• **Blocco di testo**:
= = =
LA CORTE SUPREMA DI CASSAZIONE
SEZIONE SESTA CIVILE
SOTTOSEZIONE 1
Composta dagli Ill.mi Sigg.ri Magistrati:
Dott. BISOGNI Giacinto – Presidente –
Dott. DI MARZIO Mauro – Consigliere –
Dott. MARULLI Marco – Consigliere –
Dott. MERCOLINO Guido – rel. Consigliere –
Dott. FALABELLA Massimo – Consigliere –
ha pronunciato la seguente:
ORDINANZA
sul ricorso iscritto al n. 3009/2021 R.G. proposto da:
O.A., rappresentato e difeso dall’Avv. Pietro Sgarbi, con domicilio eletto in Roma, via F. Cesi, n. 72, presso lo studio dell’Avv. Andrea Sciarrillo;
– ricorrente –
contro
MINISTERO DELL’INTERNO, in persona del Ministro p.t., rappresentato e difeso dall’Avvocatura distrettuale dello Stato, con domicilio legale in Roma, via dei Portoghesi, n. 12;
– intimato –
avverso la sentenza della Corte d’appello di L’Aquila n. 1822/20, depositata il 21 dicembre 2020;
Udita la relazione svolta nella Camera di Consiglio del 18 novembre 2021 dal Consigliere Mercolino Guido.
= = =
• **Dati registrati**:
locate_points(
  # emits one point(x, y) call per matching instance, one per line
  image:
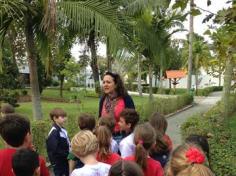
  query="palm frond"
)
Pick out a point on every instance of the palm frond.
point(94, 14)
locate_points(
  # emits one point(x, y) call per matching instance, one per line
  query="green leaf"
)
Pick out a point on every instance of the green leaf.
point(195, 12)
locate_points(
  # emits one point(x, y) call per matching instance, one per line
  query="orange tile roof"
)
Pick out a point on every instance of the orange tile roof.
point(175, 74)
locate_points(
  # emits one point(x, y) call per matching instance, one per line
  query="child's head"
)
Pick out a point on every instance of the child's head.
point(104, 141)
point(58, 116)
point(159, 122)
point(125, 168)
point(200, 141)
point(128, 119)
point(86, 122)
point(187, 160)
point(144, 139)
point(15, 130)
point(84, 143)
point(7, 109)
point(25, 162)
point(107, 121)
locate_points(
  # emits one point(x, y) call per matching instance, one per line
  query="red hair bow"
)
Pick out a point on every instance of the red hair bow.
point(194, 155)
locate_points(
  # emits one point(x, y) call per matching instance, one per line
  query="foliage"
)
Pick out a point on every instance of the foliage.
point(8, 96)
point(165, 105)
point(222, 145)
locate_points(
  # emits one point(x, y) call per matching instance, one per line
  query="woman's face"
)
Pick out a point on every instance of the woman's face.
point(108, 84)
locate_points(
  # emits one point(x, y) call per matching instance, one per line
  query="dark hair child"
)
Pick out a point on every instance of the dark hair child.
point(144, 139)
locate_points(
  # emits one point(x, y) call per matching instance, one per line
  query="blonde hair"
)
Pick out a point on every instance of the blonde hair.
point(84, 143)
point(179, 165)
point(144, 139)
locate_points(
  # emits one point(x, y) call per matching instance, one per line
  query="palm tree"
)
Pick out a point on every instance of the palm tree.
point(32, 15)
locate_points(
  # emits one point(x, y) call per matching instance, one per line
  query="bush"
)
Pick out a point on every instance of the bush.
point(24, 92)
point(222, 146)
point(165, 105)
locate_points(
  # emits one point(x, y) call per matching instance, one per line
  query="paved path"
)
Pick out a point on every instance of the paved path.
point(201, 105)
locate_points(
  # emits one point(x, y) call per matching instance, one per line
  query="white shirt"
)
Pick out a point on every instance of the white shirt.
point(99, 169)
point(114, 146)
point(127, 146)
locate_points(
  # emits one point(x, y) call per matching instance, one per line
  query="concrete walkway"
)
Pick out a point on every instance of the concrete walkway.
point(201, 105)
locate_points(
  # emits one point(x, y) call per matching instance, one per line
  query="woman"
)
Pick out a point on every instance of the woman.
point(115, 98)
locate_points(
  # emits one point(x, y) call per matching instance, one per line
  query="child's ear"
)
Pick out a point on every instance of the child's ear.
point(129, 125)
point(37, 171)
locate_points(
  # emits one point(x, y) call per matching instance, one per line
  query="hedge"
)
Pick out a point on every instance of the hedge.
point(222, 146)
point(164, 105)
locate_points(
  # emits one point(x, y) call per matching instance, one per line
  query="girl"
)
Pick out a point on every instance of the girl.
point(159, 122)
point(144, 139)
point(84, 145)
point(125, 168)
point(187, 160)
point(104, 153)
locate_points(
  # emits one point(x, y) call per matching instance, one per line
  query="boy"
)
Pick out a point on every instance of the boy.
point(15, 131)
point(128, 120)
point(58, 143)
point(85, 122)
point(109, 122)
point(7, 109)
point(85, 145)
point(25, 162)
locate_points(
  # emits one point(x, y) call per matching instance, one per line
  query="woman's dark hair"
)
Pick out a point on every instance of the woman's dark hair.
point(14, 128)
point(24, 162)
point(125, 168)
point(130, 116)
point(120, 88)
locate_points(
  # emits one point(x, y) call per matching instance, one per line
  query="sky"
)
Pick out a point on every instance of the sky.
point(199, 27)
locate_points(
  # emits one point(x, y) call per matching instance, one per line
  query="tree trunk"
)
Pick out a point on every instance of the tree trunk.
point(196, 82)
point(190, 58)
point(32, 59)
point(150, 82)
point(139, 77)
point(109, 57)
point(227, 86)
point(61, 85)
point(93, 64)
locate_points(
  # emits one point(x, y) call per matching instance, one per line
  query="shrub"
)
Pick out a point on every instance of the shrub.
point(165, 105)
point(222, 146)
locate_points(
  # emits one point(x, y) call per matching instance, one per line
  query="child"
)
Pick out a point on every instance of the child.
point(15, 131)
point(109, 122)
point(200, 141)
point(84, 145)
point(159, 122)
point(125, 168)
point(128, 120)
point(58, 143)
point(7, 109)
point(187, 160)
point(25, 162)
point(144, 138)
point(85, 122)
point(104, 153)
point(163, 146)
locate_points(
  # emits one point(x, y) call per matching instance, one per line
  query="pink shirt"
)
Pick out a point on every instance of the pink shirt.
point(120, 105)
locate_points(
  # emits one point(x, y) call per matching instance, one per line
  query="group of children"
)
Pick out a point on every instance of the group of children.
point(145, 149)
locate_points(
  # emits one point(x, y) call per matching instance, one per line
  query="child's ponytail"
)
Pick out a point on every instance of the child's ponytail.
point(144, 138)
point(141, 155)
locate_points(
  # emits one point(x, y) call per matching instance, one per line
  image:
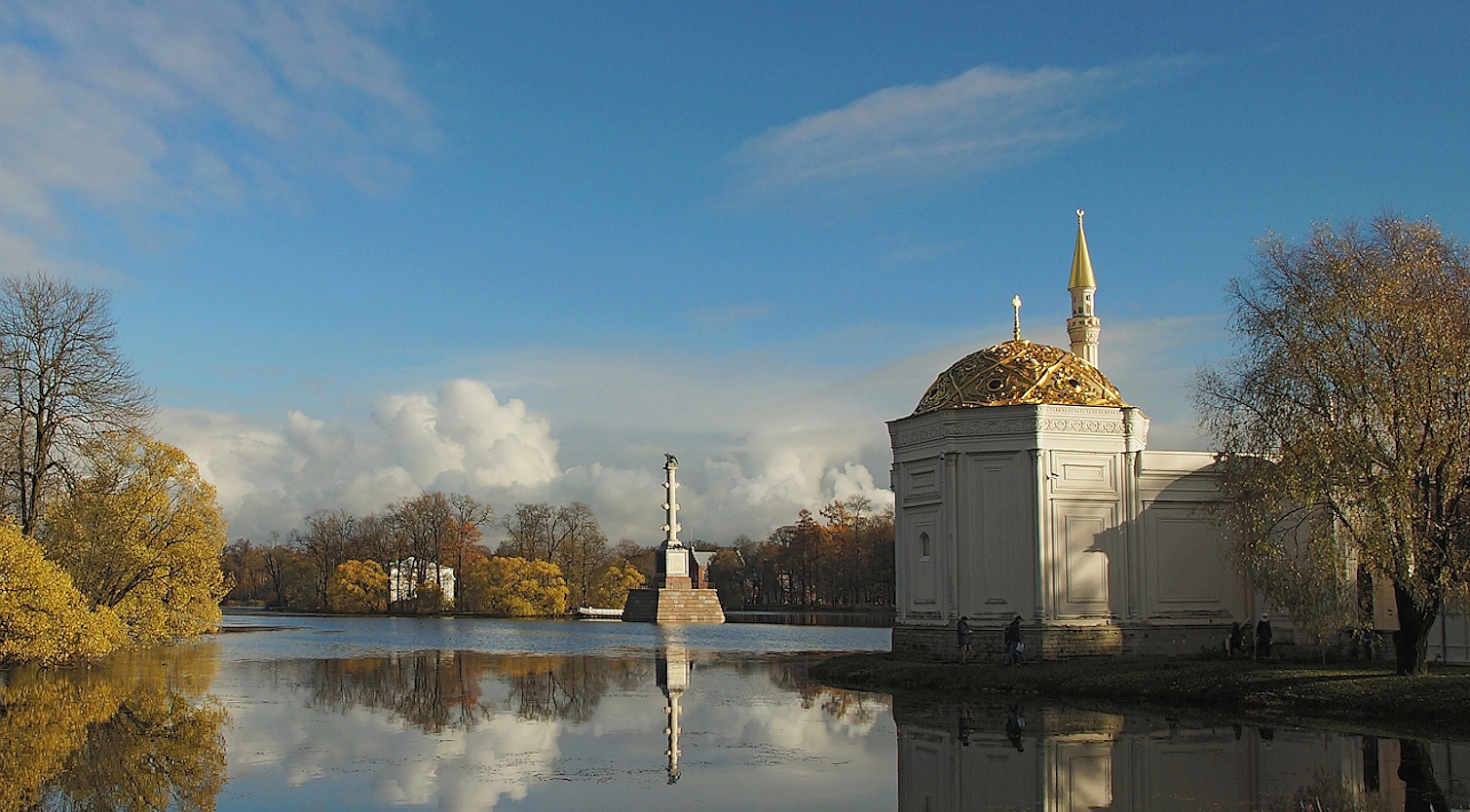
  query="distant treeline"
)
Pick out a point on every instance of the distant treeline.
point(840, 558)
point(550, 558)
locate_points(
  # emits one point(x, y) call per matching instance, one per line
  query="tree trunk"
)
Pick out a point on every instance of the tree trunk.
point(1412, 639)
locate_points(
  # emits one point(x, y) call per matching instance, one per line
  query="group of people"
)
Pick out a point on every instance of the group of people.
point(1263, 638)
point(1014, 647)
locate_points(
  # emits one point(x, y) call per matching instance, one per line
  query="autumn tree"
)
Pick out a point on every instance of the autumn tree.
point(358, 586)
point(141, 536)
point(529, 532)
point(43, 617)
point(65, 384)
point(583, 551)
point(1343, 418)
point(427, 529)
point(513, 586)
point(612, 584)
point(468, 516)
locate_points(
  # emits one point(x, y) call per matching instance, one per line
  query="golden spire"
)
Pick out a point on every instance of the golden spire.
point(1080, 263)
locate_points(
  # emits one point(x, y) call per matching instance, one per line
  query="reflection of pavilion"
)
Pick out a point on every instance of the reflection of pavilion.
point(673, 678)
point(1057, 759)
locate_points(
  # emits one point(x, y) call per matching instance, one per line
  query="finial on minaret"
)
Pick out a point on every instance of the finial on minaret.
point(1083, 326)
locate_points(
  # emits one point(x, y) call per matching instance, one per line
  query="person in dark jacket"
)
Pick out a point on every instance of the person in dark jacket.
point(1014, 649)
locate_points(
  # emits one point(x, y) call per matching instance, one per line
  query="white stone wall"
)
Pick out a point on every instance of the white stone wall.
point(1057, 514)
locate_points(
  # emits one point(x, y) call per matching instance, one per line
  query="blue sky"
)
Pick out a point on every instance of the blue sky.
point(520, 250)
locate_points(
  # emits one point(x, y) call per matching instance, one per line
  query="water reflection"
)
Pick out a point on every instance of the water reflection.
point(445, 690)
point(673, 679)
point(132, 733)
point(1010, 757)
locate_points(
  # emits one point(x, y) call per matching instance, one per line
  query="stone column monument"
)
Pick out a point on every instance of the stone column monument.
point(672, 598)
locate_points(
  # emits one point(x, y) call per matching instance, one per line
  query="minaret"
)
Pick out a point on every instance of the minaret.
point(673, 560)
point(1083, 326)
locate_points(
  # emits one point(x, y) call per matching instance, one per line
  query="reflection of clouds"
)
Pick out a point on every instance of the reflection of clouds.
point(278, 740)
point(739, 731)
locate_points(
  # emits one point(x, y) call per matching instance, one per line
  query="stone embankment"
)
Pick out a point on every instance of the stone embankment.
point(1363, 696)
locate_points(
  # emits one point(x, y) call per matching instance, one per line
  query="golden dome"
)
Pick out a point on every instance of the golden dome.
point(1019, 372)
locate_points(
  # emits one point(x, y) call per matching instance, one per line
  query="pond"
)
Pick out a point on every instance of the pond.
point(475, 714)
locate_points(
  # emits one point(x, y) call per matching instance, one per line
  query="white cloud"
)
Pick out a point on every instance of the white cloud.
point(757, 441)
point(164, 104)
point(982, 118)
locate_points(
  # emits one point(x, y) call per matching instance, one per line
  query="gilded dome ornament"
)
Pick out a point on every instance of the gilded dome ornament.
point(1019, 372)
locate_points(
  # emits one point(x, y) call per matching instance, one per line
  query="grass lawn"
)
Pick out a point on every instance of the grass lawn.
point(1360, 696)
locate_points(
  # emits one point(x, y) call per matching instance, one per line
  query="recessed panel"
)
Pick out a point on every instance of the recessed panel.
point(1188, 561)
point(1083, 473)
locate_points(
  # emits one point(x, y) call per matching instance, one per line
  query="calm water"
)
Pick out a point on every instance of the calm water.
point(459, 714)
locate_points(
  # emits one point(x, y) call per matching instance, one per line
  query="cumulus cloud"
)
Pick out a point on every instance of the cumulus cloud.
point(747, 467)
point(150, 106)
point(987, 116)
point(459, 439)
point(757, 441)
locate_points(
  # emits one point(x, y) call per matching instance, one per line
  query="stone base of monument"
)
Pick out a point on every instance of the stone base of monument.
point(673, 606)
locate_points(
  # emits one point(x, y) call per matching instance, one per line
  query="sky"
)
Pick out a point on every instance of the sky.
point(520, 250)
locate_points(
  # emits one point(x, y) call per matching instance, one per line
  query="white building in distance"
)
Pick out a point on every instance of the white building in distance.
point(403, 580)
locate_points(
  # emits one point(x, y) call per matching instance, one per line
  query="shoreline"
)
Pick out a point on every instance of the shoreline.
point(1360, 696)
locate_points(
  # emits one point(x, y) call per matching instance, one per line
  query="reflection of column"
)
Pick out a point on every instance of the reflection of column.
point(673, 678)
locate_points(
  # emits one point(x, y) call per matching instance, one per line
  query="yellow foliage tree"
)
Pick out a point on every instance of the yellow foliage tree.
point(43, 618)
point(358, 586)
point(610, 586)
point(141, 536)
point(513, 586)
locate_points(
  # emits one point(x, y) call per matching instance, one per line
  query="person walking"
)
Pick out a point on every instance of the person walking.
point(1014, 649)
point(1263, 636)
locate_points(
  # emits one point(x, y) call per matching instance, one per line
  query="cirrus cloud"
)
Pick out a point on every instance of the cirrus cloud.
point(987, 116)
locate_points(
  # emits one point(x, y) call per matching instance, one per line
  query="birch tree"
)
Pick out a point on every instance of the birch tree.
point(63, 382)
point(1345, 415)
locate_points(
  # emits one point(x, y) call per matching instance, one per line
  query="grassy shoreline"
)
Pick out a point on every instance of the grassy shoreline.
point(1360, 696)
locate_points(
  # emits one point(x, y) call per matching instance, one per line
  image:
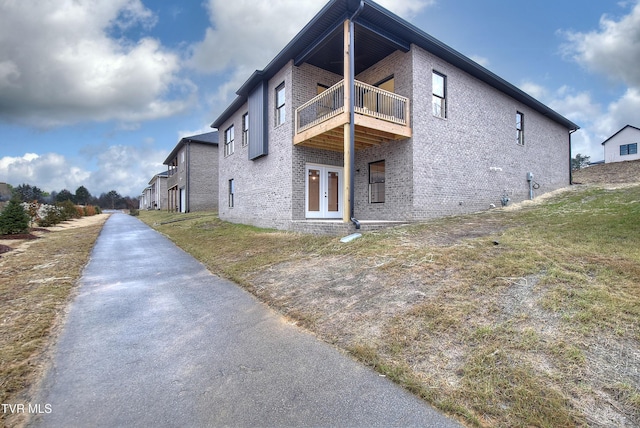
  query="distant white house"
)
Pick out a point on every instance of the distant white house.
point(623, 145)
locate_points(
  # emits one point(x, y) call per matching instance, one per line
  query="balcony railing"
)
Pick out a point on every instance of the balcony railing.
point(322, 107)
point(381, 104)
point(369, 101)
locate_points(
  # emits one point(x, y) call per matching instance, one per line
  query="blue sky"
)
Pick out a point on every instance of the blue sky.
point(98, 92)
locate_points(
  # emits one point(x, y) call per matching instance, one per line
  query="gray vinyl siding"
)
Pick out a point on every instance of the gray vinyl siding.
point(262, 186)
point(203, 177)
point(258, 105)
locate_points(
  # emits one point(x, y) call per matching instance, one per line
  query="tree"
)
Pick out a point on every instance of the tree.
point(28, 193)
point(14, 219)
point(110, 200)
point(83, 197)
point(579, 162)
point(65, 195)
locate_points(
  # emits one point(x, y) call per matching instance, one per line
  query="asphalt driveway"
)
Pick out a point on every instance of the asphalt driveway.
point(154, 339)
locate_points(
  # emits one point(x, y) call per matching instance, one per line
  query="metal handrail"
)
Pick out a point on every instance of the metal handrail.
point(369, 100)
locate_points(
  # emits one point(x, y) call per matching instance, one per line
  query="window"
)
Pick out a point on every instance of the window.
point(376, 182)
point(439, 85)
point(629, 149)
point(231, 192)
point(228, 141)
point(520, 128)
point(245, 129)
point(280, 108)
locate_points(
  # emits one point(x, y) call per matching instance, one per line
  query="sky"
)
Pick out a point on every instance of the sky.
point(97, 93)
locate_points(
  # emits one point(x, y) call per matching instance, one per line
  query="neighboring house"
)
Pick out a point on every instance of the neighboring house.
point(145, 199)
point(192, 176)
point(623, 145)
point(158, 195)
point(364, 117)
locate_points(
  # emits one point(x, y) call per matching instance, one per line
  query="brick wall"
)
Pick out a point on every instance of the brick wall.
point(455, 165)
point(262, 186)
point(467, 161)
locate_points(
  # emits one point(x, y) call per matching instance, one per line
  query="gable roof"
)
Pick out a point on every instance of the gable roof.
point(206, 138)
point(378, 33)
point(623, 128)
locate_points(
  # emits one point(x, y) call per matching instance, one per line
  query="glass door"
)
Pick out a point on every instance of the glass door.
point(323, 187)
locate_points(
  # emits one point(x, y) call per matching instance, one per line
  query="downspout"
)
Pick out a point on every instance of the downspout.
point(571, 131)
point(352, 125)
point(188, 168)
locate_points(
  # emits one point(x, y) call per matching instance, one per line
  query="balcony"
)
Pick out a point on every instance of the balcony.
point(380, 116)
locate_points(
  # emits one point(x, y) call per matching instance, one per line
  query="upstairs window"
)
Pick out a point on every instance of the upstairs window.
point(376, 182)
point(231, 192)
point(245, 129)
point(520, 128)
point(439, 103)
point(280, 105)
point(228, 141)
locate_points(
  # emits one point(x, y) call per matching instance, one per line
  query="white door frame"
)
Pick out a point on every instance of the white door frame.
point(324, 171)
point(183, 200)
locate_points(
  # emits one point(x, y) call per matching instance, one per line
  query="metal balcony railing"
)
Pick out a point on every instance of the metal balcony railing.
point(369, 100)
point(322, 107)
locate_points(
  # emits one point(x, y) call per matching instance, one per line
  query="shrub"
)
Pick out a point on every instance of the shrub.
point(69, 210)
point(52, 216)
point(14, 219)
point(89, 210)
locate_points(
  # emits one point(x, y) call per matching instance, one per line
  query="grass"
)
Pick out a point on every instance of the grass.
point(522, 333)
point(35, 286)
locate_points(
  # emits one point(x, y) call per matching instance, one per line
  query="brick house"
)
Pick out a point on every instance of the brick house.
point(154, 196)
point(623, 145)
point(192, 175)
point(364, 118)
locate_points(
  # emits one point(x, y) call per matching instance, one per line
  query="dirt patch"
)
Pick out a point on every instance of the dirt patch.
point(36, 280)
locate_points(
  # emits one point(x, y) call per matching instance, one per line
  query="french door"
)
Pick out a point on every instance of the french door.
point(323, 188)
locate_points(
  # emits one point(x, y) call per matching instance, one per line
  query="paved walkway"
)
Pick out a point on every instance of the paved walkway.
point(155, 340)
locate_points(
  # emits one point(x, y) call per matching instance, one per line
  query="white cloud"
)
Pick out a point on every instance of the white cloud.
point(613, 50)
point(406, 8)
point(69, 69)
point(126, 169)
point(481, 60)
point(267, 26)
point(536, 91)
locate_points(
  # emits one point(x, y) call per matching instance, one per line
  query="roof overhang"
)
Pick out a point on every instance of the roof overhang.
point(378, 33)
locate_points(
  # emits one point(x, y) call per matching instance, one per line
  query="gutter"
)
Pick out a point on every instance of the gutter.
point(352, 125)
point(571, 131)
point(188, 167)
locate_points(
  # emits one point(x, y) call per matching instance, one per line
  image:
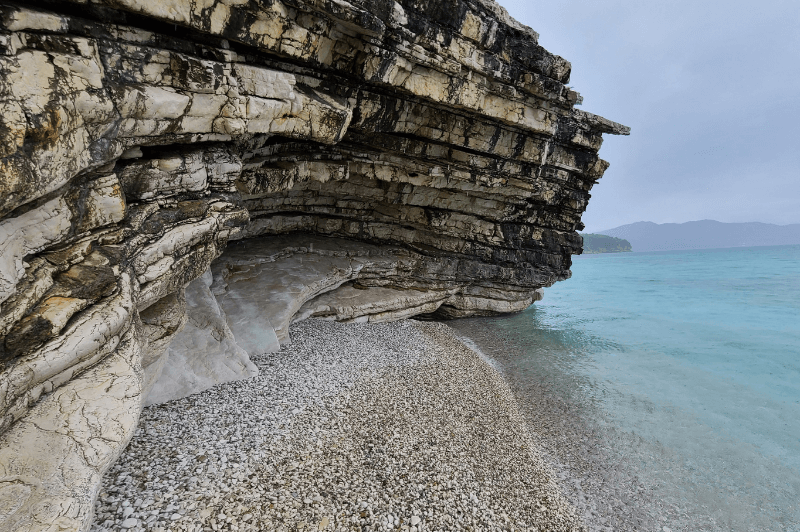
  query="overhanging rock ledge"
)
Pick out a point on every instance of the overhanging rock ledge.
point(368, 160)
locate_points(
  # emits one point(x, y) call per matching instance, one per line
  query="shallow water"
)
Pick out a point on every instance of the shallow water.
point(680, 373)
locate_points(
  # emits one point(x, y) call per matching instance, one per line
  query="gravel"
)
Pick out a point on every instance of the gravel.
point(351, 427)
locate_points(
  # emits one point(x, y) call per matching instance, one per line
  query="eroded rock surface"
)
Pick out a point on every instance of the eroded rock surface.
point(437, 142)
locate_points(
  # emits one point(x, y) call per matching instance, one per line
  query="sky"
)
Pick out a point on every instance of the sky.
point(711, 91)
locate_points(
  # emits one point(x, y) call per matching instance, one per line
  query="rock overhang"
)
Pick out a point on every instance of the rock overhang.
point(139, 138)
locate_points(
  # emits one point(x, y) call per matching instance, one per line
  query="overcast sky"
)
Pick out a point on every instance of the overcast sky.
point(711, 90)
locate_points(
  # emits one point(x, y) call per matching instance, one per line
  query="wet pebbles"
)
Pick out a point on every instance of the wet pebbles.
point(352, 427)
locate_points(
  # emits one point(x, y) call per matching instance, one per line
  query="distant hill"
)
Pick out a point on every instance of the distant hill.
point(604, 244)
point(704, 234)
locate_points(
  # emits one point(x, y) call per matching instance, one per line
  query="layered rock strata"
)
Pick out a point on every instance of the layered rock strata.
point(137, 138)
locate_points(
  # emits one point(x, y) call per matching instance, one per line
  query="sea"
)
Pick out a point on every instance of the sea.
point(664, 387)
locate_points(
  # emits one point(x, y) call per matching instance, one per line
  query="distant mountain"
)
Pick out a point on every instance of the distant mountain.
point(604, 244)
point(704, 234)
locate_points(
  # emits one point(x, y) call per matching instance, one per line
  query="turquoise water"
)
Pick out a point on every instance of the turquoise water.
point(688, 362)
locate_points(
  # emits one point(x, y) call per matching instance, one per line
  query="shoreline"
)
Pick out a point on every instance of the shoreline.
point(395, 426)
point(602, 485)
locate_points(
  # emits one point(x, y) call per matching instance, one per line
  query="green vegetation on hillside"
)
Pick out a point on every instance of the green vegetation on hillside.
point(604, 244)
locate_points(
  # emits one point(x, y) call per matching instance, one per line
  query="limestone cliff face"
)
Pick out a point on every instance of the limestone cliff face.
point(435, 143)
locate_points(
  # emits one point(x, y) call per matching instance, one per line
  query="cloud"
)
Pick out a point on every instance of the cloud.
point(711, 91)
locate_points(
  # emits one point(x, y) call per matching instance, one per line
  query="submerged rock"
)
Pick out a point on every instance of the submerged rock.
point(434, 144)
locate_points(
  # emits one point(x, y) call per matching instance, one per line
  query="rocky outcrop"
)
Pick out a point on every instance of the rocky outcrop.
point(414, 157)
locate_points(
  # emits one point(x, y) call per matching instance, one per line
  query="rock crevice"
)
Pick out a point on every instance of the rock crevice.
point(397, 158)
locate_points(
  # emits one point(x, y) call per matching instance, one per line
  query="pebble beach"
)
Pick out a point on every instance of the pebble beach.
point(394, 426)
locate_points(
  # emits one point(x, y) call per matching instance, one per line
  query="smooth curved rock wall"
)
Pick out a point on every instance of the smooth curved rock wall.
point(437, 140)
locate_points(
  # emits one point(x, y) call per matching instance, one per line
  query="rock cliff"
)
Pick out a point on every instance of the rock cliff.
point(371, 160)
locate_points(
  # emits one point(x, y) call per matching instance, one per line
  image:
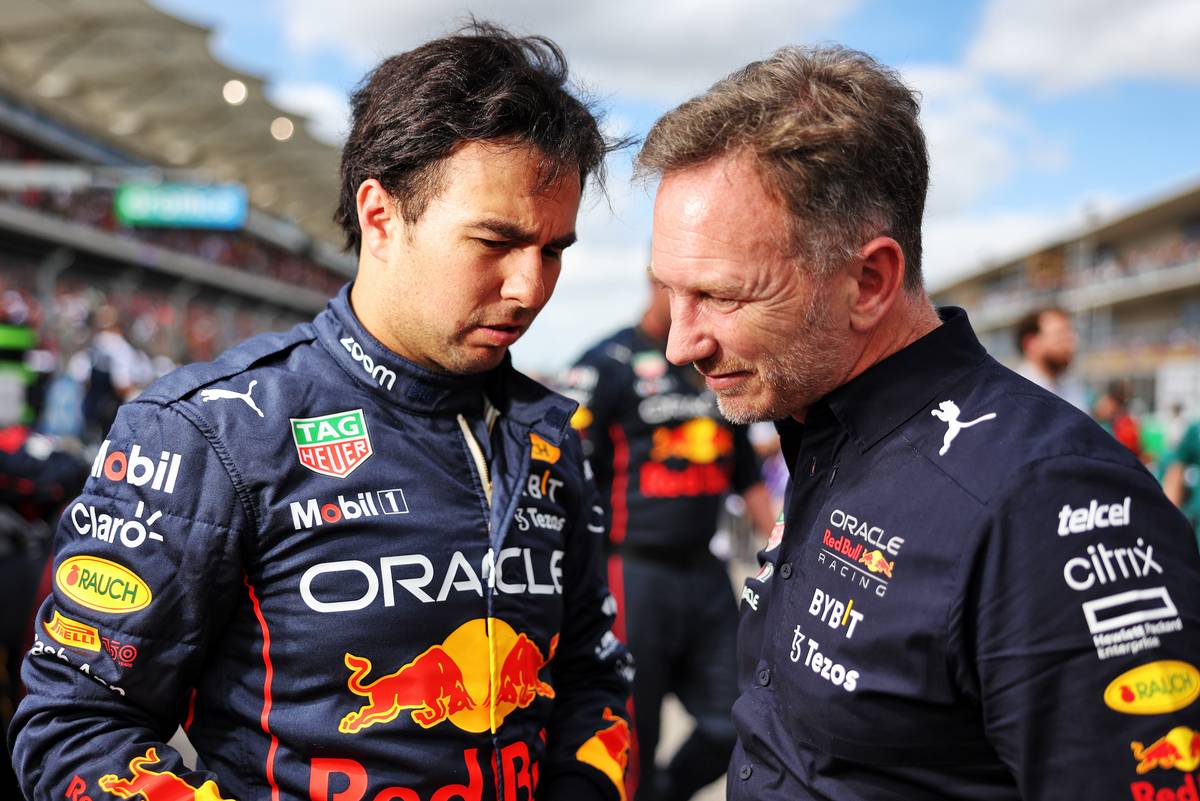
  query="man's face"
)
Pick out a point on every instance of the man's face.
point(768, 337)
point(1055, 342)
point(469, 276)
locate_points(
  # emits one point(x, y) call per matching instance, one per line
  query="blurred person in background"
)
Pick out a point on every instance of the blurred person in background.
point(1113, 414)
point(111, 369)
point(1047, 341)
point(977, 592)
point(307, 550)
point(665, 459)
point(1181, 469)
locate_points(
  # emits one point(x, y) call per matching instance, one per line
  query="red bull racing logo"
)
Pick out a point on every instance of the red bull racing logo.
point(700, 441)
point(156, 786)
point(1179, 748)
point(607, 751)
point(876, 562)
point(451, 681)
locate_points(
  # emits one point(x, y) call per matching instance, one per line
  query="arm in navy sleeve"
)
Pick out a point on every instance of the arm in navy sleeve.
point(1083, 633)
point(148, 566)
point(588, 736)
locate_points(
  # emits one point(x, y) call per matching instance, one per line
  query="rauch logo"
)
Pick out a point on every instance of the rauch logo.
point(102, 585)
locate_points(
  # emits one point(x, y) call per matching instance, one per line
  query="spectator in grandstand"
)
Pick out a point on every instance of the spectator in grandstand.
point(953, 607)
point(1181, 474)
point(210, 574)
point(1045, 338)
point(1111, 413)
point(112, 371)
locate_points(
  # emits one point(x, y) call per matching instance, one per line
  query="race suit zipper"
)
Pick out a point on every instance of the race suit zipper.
= = =
• **Descrizione del problema**:
Per favore, indica chi presiede il collegio nell'ordinanza della Cassazione.

• **Risposta completa**:
Il Dott. Giacinto Bisogni.